TASK INSTRUCTIONS — Select every line in the rows below that contains the string "fence", treating uppercase and lowercase as different, and copy each of those lines.

DATA PROVIDED —
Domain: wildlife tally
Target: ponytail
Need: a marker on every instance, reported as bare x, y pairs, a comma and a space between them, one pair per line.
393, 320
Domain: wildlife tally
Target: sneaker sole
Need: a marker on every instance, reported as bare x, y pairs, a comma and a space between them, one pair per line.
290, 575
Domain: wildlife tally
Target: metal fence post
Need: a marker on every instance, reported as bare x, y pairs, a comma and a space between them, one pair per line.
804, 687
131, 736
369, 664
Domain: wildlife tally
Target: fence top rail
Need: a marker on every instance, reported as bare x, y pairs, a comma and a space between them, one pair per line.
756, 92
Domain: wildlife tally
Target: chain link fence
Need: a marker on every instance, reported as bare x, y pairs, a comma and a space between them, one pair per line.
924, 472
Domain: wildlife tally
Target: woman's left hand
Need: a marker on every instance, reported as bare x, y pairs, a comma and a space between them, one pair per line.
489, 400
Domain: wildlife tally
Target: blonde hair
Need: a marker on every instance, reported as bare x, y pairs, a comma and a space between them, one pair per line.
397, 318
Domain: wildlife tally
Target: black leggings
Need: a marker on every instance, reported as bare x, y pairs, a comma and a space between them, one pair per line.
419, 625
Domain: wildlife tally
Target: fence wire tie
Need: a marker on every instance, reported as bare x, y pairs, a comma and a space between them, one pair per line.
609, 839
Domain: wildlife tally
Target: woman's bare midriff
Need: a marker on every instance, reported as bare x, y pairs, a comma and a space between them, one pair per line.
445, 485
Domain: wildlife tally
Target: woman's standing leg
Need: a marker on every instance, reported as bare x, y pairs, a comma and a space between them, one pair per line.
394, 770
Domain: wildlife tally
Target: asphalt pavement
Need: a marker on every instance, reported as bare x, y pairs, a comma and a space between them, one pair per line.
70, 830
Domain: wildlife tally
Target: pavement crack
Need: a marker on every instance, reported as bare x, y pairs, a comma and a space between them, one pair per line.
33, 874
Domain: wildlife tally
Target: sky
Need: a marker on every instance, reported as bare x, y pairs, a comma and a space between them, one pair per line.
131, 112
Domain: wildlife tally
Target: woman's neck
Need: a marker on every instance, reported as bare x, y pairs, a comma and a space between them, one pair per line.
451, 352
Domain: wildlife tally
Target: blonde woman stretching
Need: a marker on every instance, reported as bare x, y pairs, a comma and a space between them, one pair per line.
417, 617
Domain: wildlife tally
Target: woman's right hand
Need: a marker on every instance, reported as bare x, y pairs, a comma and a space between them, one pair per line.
...
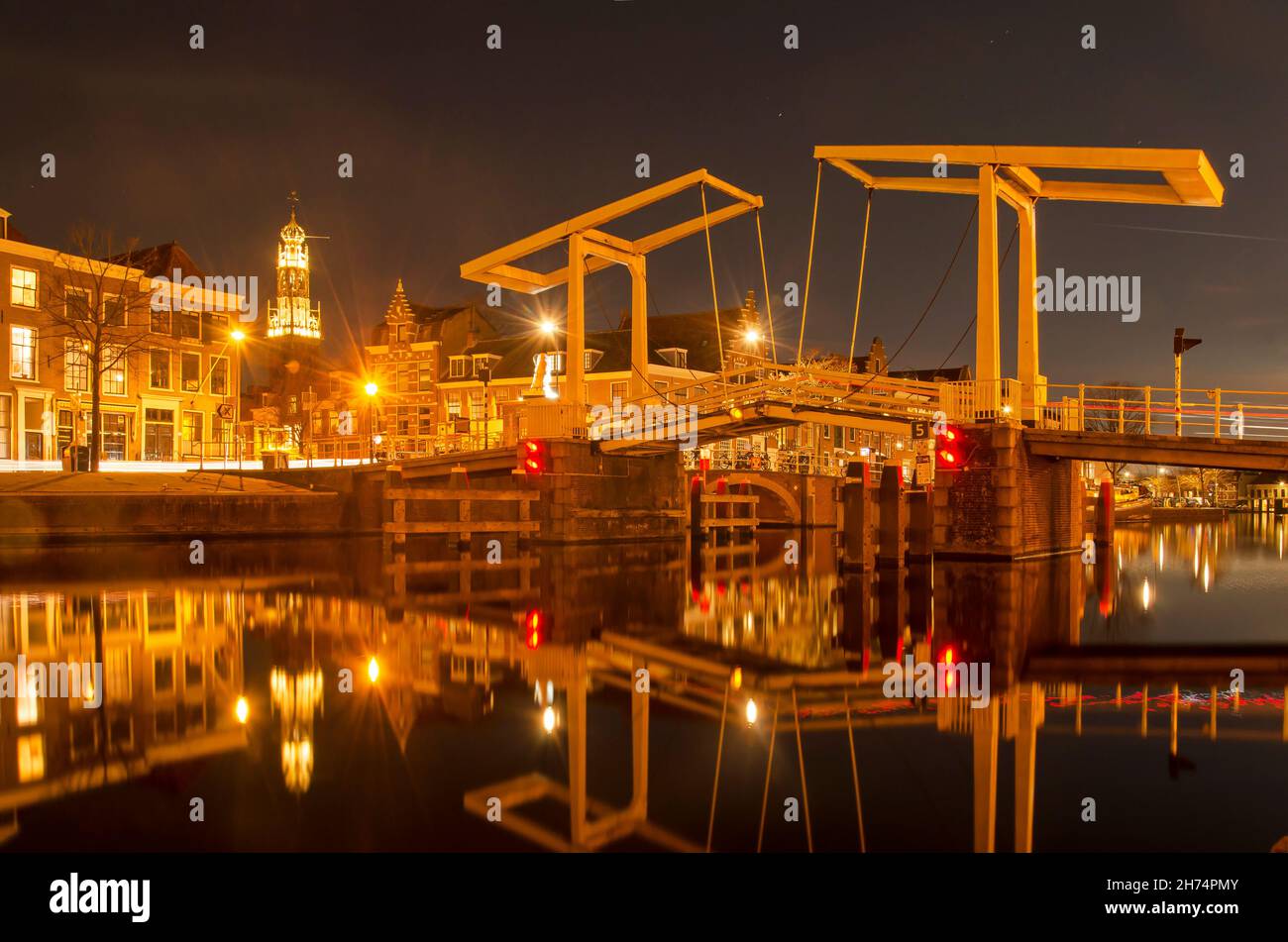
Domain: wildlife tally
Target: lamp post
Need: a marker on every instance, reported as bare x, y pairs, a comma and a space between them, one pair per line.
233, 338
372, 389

ANSWER BELOW —
Target: metal fence post
Target: fence top rail
Target: chain link fence
Target: fence wire tie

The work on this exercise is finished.